### Exercise goal
Write the next part of the passage about students' summer research projects, starting after its final paragraph.

### Passage provided
───
Simms said her summer research is not only convenient, it also provides “a way to mesh my passion for environmental science and ecology with veterinary science.” She was able to split her time last summer working for an emergency veterinary practice.
Hoefer, who is majoring in environmental science and biology, cited necessity as another compelling reason for summer research. In the fall and winter, “ash trees lose all of their leaves and it’s harder to score and identify them,” she noted. “During the springtime, adult ash beetles emerge from their pupa form. They begin to eat the ash leaves from the top of the tree, which results in defoliation, another sign of infestation that we can report.”
Assistant Professor of Biology Elizabeth Gleim ’06 invited Hoefer to study the emerald ash borer after the junior’s interest in plant and insect ecology was sparked by Gleim’s plant biology course. “The class lab involved going out into the woods and learning how to identify about a hundred species,” Hoefer said. “I found it very rewarding.” Now she plans to study ecological etymology in graduate school. “I’m really interested in how plants interact with insects, and vice versa, and the resulting impact on the environment.”
According to psychology major Marie Hengelhaupt ’21, research is an important component of clinical psychology, the field she hopes to pursue. Last summer, she partnered with Professor of Psychology Bonnie Bowers to replicate a study that was previously done with a Burmese python. “We taught a corn snake to press a button in order to get food,” she explained. “They’re active foragers and have the ability to adapt to different environments. Typically, they’re calm and they have to solve problems to find food. That makes them good for studying.”
Hengelhaupt hopes the study will help dispel the stereotype of reptiles as slow and dull, and through food retrieval show they are able to learn the same as mice and other animals. Since there has been little previous research in this area, she is also anticipating that this study will offer prospects for networking. “I plan to present our results at state and national conferences, which will enable me to meet people in my chosen field.”
───
### Data listing
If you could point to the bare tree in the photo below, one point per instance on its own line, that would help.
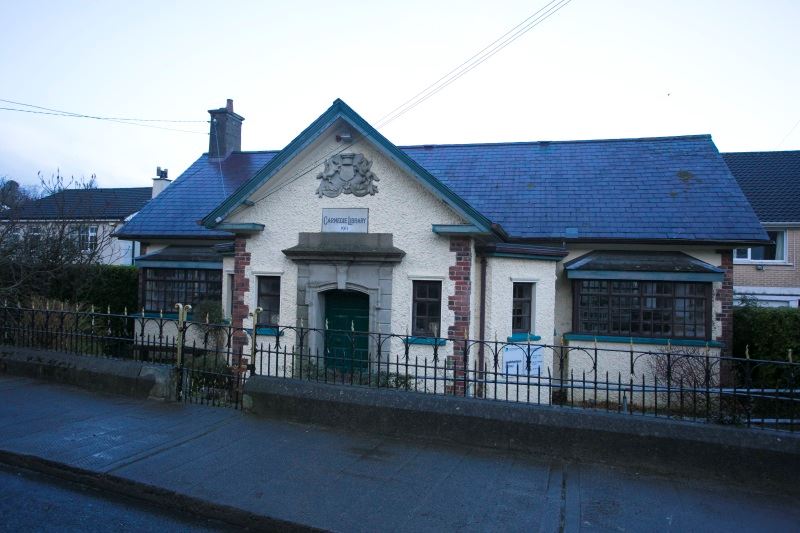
(38, 248)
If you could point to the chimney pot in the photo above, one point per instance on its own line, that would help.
(226, 131)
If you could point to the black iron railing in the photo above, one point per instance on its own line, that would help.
(678, 382)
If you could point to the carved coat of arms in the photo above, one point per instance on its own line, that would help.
(347, 174)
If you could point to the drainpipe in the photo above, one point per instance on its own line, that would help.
(482, 327)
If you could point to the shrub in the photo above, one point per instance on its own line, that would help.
(766, 332)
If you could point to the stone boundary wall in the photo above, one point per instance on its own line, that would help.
(116, 376)
(751, 457)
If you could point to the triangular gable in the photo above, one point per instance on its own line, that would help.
(340, 110)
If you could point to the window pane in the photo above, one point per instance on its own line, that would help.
(521, 308)
(426, 308)
(645, 308)
(164, 287)
(269, 300)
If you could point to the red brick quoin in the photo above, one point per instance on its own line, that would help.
(241, 285)
(459, 302)
(725, 295)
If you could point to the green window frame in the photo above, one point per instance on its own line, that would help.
(426, 313)
(656, 309)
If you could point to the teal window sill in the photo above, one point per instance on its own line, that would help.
(641, 340)
(523, 337)
(430, 341)
(264, 330)
(170, 316)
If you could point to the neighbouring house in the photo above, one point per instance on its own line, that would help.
(769, 274)
(623, 244)
(88, 215)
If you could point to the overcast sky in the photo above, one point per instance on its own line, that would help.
(596, 69)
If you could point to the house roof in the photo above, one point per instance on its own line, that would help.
(201, 187)
(86, 204)
(771, 181)
(652, 189)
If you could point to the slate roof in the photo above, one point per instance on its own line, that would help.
(668, 188)
(645, 189)
(771, 181)
(87, 204)
(193, 194)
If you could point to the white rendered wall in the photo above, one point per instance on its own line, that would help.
(288, 205)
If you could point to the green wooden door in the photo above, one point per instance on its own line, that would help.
(347, 319)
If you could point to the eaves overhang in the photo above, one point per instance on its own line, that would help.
(522, 251)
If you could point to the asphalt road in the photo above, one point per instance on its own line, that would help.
(331, 479)
(30, 501)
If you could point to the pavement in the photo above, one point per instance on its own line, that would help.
(31, 501)
(273, 474)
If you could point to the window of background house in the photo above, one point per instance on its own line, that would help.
(771, 252)
(87, 238)
(522, 308)
(269, 300)
(164, 287)
(426, 308)
(643, 308)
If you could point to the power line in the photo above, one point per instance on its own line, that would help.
(81, 115)
(517, 31)
(423, 91)
(789, 134)
(70, 115)
(457, 73)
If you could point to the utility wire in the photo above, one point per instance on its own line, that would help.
(789, 134)
(60, 114)
(81, 115)
(507, 38)
(473, 62)
(426, 89)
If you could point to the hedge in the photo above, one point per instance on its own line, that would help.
(766, 332)
(103, 286)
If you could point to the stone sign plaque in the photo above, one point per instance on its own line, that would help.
(355, 220)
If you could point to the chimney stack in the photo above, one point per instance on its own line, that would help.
(226, 131)
(160, 182)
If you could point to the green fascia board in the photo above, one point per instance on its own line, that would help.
(523, 256)
(523, 337)
(641, 340)
(341, 110)
(645, 276)
(245, 227)
(457, 229)
(429, 341)
(197, 265)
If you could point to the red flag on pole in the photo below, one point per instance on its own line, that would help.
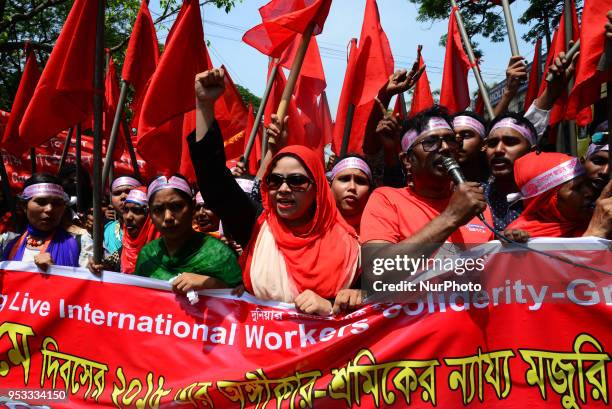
(296, 131)
(532, 87)
(64, 94)
(231, 114)
(455, 93)
(558, 112)
(345, 100)
(325, 123)
(111, 100)
(311, 82)
(422, 97)
(255, 155)
(30, 77)
(171, 91)
(587, 86)
(374, 59)
(141, 58)
(282, 21)
(479, 106)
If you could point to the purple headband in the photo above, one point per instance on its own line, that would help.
(594, 148)
(469, 122)
(512, 124)
(434, 124)
(137, 196)
(125, 181)
(164, 183)
(44, 189)
(350, 163)
(199, 199)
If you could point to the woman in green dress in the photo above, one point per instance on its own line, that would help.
(199, 260)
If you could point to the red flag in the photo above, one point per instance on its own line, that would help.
(311, 82)
(231, 114)
(296, 131)
(30, 77)
(587, 86)
(455, 93)
(343, 103)
(64, 94)
(4, 115)
(479, 106)
(255, 155)
(374, 61)
(111, 101)
(171, 91)
(558, 112)
(532, 87)
(422, 98)
(282, 21)
(141, 58)
(325, 123)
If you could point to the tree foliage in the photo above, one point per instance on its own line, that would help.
(40, 23)
(483, 17)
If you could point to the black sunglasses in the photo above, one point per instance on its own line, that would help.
(296, 181)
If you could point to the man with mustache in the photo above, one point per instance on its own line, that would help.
(511, 136)
(597, 157)
(417, 219)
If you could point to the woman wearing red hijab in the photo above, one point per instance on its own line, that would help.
(298, 249)
(558, 198)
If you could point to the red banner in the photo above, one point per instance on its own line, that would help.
(48, 157)
(128, 341)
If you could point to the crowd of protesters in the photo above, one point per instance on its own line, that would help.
(294, 232)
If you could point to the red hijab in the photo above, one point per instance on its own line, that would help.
(541, 217)
(318, 256)
(132, 246)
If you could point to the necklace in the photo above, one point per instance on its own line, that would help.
(33, 242)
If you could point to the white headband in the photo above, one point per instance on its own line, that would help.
(550, 179)
(434, 124)
(137, 196)
(125, 181)
(164, 183)
(469, 122)
(44, 189)
(199, 199)
(350, 163)
(512, 124)
(594, 148)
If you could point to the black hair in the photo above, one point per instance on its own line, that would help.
(358, 156)
(519, 118)
(472, 114)
(42, 178)
(420, 120)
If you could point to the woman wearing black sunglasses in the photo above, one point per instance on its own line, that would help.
(299, 249)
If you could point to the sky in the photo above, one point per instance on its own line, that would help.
(248, 67)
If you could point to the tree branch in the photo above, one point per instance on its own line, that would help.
(19, 45)
(25, 16)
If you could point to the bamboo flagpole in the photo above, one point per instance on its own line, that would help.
(97, 150)
(79, 174)
(33, 159)
(108, 160)
(510, 27)
(66, 149)
(348, 125)
(475, 69)
(350, 109)
(281, 112)
(130, 146)
(260, 112)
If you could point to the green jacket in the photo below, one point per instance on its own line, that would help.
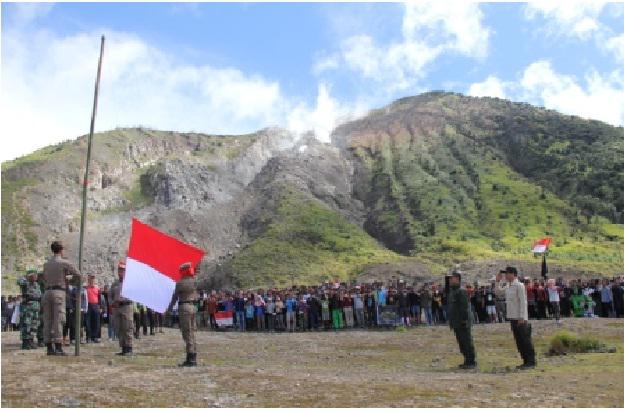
(458, 310)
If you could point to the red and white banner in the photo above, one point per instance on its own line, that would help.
(152, 266)
(224, 319)
(541, 246)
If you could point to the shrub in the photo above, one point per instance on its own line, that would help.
(564, 342)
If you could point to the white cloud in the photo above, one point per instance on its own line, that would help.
(615, 45)
(23, 14)
(601, 97)
(428, 30)
(580, 19)
(47, 92)
(324, 116)
(492, 86)
(574, 18)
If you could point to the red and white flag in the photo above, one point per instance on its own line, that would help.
(152, 266)
(224, 319)
(541, 246)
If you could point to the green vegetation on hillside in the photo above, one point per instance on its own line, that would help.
(18, 233)
(447, 192)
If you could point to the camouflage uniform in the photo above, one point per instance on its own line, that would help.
(40, 328)
(29, 312)
(186, 293)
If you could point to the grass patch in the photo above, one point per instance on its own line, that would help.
(567, 342)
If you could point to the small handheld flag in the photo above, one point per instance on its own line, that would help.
(541, 246)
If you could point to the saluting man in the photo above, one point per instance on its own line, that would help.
(56, 270)
(517, 314)
(29, 309)
(460, 320)
(123, 314)
(186, 293)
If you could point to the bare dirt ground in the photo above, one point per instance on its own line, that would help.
(413, 368)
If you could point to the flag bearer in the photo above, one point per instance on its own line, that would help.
(186, 292)
(123, 314)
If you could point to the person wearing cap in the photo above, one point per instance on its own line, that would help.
(186, 293)
(517, 314)
(460, 320)
(56, 270)
(29, 309)
(40, 328)
(122, 314)
(92, 320)
(500, 295)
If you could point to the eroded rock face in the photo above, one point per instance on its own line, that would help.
(151, 175)
(406, 174)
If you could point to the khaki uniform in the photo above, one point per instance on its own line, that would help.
(186, 292)
(122, 315)
(56, 269)
(500, 304)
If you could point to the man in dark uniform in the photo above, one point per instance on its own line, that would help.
(40, 328)
(186, 293)
(29, 309)
(56, 270)
(123, 314)
(460, 320)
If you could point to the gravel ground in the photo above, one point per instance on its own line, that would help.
(409, 368)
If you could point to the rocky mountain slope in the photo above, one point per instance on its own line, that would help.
(408, 190)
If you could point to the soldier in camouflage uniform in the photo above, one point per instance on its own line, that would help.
(186, 293)
(29, 309)
(460, 320)
(40, 328)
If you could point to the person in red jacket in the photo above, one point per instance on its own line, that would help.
(347, 307)
(531, 297)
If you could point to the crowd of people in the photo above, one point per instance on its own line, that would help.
(50, 316)
(335, 306)
(341, 305)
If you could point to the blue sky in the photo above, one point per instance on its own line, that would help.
(235, 68)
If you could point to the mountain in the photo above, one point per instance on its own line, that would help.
(408, 191)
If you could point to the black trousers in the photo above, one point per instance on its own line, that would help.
(523, 339)
(540, 310)
(151, 320)
(606, 309)
(92, 321)
(465, 342)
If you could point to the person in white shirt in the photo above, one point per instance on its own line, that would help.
(517, 314)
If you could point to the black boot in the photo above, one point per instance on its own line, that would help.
(59, 350)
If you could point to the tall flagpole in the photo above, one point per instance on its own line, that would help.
(77, 326)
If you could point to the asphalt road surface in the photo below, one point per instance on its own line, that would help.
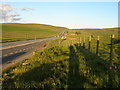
(12, 55)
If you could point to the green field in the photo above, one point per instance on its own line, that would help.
(62, 64)
(17, 31)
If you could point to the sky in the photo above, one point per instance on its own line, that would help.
(70, 14)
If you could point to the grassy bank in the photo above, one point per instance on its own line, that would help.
(16, 32)
(66, 64)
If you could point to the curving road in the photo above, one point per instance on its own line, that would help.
(17, 52)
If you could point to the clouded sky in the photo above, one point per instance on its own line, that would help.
(70, 14)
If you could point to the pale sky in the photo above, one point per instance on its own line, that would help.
(70, 14)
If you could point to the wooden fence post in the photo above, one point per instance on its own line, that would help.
(97, 46)
(89, 43)
(111, 48)
(84, 42)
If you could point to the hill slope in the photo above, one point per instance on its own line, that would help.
(17, 31)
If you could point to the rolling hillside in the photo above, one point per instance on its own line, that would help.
(17, 31)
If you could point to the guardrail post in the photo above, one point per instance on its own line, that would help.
(97, 46)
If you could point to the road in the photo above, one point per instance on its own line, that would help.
(12, 54)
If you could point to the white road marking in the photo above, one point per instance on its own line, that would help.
(20, 50)
(16, 51)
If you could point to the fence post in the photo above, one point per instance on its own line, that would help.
(111, 48)
(97, 47)
(84, 42)
(89, 42)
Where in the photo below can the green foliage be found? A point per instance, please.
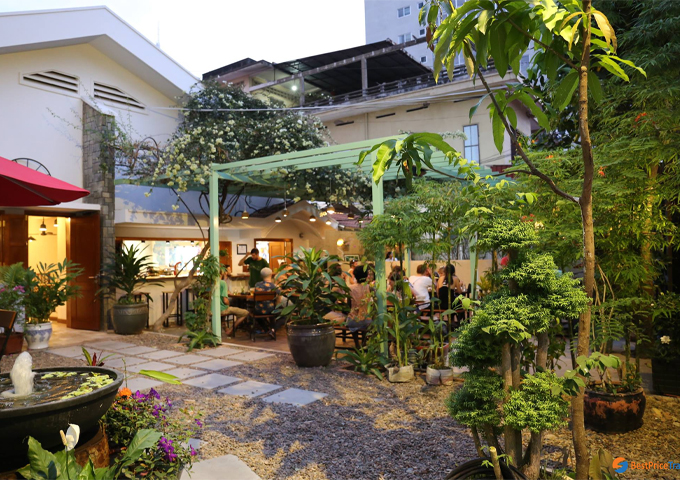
(476, 403)
(49, 287)
(127, 272)
(312, 290)
(538, 405)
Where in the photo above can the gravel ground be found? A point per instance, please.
(366, 428)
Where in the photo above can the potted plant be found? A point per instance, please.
(128, 271)
(666, 356)
(403, 327)
(611, 406)
(46, 289)
(312, 291)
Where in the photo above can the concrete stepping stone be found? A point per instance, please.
(160, 366)
(111, 345)
(250, 389)
(184, 372)
(71, 352)
(250, 356)
(184, 359)
(160, 355)
(226, 467)
(295, 396)
(121, 362)
(216, 364)
(141, 383)
(137, 350)
(212, 380)
(219, 351)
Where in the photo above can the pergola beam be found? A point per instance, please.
(341, 63)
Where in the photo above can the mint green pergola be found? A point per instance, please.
(258, 172)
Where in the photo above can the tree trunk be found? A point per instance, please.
(586, 205)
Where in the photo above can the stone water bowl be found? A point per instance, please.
(44, 418)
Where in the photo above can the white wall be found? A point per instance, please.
(28, 120)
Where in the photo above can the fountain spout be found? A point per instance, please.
(22, 376)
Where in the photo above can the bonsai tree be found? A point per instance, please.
(128, 272)
(311, 289)
(48, 287)
(532, 299)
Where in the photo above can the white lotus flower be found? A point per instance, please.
(70, 440)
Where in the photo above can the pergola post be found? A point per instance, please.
(214, 250)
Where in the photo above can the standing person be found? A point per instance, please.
(421, 284)
(266, 307)
(225, 309)
(255, 265)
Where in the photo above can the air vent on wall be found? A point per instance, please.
(52, 79)
(115, 95)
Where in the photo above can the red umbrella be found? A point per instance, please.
(24, 187)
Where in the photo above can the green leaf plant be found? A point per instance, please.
(532, 299)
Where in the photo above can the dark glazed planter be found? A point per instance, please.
(311, 345)
(130, 319)
(43, 422)
(614, 412)
(666, 376)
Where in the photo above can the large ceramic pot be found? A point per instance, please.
(130, 319)
(614, 412)
(666, 376)
(38, 335)
(311, 345)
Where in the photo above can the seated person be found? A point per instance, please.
(265, 285)
(361, 295)
(421, 284)
(225, 309)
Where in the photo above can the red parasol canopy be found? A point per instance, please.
(24, 187)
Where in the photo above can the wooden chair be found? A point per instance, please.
(270, 317)
(7, 318)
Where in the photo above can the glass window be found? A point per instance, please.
(472, 142)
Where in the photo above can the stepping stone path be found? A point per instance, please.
(198, 370)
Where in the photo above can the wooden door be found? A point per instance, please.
(14, 239)
(83, 248)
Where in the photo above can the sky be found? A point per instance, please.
(203, 35)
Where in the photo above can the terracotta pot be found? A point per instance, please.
(400, 374)
(435, 376)
(666, 376)
(614, 412)
(38, 335)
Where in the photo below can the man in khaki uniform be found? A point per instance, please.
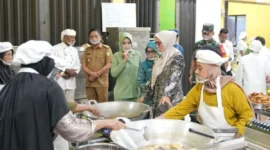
(96, 64)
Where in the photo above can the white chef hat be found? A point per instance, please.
(69, 32)
(210, 57)
(5, 46)
(242, 35)
(32, 52)
(255, 46)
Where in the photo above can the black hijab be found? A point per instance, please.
(30, 107)
(6, 72)
(212, 48)
(43, 67)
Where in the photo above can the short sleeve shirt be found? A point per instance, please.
(95, 58)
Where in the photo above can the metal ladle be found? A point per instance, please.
(144, 131)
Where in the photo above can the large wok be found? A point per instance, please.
(111, 110)
(162, 132)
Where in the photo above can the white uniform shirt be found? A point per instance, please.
(228, 46)
(251, 73)
(241, 46)
(265, 52)
(71, 56)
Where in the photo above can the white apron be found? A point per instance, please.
(214, 117)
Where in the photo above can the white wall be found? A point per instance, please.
(207, 11)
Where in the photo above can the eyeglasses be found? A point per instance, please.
(158, 43)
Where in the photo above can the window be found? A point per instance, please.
(236, 25)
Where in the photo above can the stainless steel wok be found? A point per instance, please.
(111, 110)
(162, 132)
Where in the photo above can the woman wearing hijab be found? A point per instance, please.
(6, 55)
(125, 65)
(30, 118)
(166, 81)
(145, 70)
(220, 102)
(242, 45)
(252, 70)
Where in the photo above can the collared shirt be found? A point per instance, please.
(95, 58)
(71, 56)
(228, 46)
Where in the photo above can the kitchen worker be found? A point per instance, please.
(39, 107)
(221, 103)
(241, 45)
(145, 70)
(96, 63)
(228, 46)
(60, 143)
(125, 66)
(176, 45)
(252, 70)
(6, 55)
(67, 52)
(207, 34)
(167, 73)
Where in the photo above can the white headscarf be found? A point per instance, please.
(242, 35)
(210, 57)
(32, 52)
(168, 39)
(69, 32)
(255, 46)
(5, 46)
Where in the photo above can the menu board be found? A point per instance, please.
(118, 15)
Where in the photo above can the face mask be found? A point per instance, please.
(9, 62)
(94, 42)
(206, 37)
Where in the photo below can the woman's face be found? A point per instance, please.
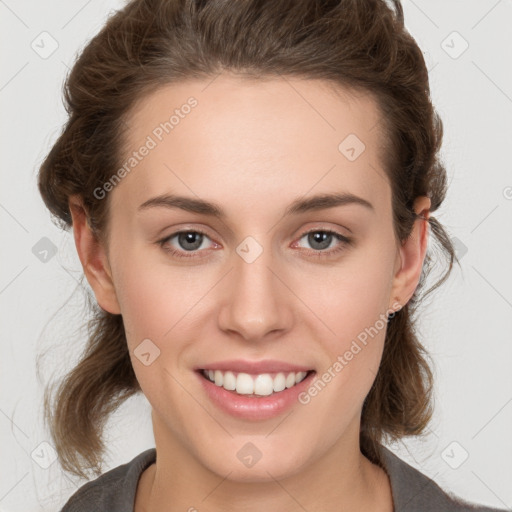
(265, 282)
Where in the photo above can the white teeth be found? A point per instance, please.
(262, 384)
(244, 384)
(290, 380)
(229, 381)
(279, 382)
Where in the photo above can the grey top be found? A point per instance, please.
(412, 491)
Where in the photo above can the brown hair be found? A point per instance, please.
(357, 44)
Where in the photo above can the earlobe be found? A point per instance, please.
(412, 254)
(93, 257)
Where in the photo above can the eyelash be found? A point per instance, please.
(345, 241)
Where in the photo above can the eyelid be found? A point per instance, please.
(343, 240)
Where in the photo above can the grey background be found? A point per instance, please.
(467, 324)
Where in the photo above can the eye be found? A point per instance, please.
(186, 241)
(321, 239)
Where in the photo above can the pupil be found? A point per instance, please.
(320, 237)
(188, 238)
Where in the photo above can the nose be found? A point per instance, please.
(256, 302)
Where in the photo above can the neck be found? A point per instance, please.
(342, 480)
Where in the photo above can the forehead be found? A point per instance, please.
(253, 139)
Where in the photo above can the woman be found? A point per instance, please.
(250, 186)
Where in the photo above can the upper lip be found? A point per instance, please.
(254, 367)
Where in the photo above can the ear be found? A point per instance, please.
(93, 257)
(411, 255)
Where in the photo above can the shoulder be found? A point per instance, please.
(412, 490)
(114, 490)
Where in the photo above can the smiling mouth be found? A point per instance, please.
(262, 384)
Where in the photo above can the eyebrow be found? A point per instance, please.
(200, 206)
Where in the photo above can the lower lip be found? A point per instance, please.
(254, 407)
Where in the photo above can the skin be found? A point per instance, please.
(254, 147)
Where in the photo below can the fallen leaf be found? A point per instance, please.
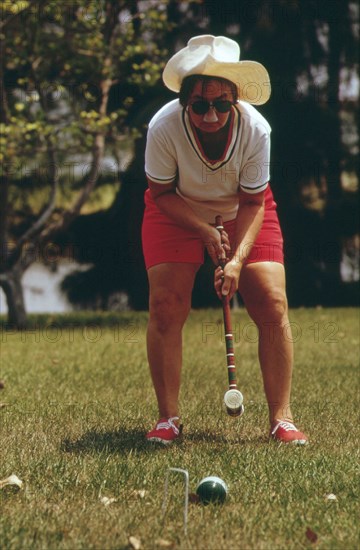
(311, 535)
(138, 493)
(106, 501)
(164, 543)
(11, 480)
(135, 543)
(330, 496)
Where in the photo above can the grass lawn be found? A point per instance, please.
(78, 400)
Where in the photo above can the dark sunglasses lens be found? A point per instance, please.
(200, 107)
(222, 106)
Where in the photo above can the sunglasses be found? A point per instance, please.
(201, 106)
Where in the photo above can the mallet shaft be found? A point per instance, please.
(229, 339)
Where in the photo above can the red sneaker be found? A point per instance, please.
(286, 432)
(165, 431)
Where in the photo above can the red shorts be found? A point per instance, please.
(166, 242)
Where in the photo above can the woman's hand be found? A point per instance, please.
(226, 280)
(217, 246)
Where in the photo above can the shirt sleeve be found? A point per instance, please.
(160, 158)
(255, 173)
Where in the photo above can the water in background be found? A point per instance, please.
(41, 285)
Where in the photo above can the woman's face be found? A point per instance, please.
(212, 91)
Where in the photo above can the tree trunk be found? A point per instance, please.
(12, 287)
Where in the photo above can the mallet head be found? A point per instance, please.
(233, 400)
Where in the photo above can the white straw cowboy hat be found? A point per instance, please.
(218, 56)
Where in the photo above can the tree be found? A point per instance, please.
(59, 66)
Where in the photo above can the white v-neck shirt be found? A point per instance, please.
(173, 153)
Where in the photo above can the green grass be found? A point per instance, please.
(79, 400)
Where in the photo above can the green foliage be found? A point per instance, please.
(79, 400)
(61, 62)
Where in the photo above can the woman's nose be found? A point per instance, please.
(210, 115)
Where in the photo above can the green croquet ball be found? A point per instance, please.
(212, 489)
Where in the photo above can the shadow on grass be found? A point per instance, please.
(124, 441)
(226, 439)
(121, 441)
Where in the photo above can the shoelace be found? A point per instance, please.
(168, 424)
(288, 427)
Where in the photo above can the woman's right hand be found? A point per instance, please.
(217, 246)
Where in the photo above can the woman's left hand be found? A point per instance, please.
(226, 280)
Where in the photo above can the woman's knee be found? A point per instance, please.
(169, 309)
(272, 307)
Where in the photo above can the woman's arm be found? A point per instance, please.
(175, 207)
(248, 223)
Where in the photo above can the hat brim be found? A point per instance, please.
(251, 78)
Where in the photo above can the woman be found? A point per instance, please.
(208, 153)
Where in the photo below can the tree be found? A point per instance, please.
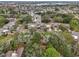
(58, 42)
(45, 19)
(74, 24)
(25, 19)
(58, 19)
(51, 52)
(3, 21)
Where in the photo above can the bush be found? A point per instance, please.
(3, 21)
(51, 52)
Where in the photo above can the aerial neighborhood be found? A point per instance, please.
(39, 29)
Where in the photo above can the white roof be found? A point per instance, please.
(75, 37)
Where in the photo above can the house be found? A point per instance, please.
(75, 35)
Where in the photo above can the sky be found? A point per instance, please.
(39, 0)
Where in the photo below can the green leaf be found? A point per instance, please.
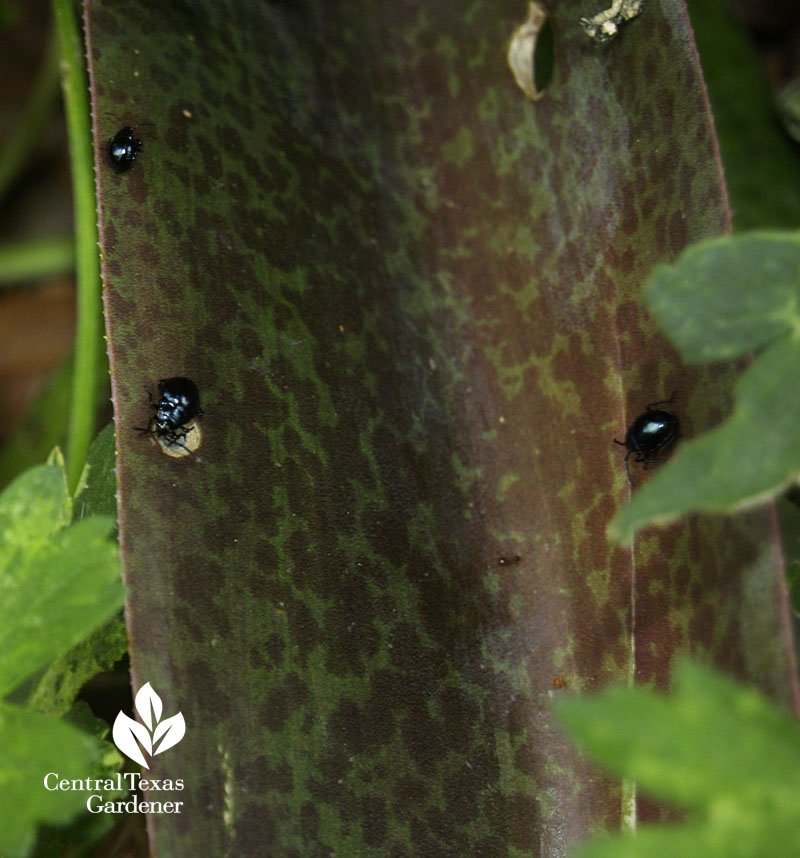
(59, 685)
(33, 745)
(748, 458)
(58, 583)
(728, 296)
(713, 745)
(96, 494)
(723, 299)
───
### Result of this task
Summer research opportunities at Hollins extend beyond the sciences. Kathleen “Kate” Lydon ’21, who is majoring in studio art with a concentration in printmaking, spent last summer honing her skills using a Glowforge Pro, a powerful laser cutter and engraver and one of the newest pieces of equipment in the university’s printmaking studio. “I learned new technologies and software. It’s really a melding of digital and traditional methods, which is huge in the printmaking field,” she said. “I believe it’s opened a lot of doors for me going forward with internships or graduate programs.”
Lydon divided her time working on her own and collaborating with Elizabeth Dulemba, a visiting associate professor in Hollins’ M.F.A. program in children’s book writing and illustrating. “I definitely want to be the conduit for everyone else on campus to learn this equipment. At the same time, I have a whole list of projects that I want to complete and I’m hoping to enter some juried exhibitions.”
Lesniak likely speaks for all her fellow summer researchers when she describes her work as “life changing. I would not be the person I am today without this experience. It has reaffirmed my love and desire to go into research. I am currently applying to some clinical psychology Ph.D. programs, and if you don’t have that undergraduate research experience, it really does set you at a disadvantage.”
“At Hollins, this is what we do,” said Pempek. “It’s a very clear demonstration of the value of a Hollins education.”
Jeff Hodges is director of public relations.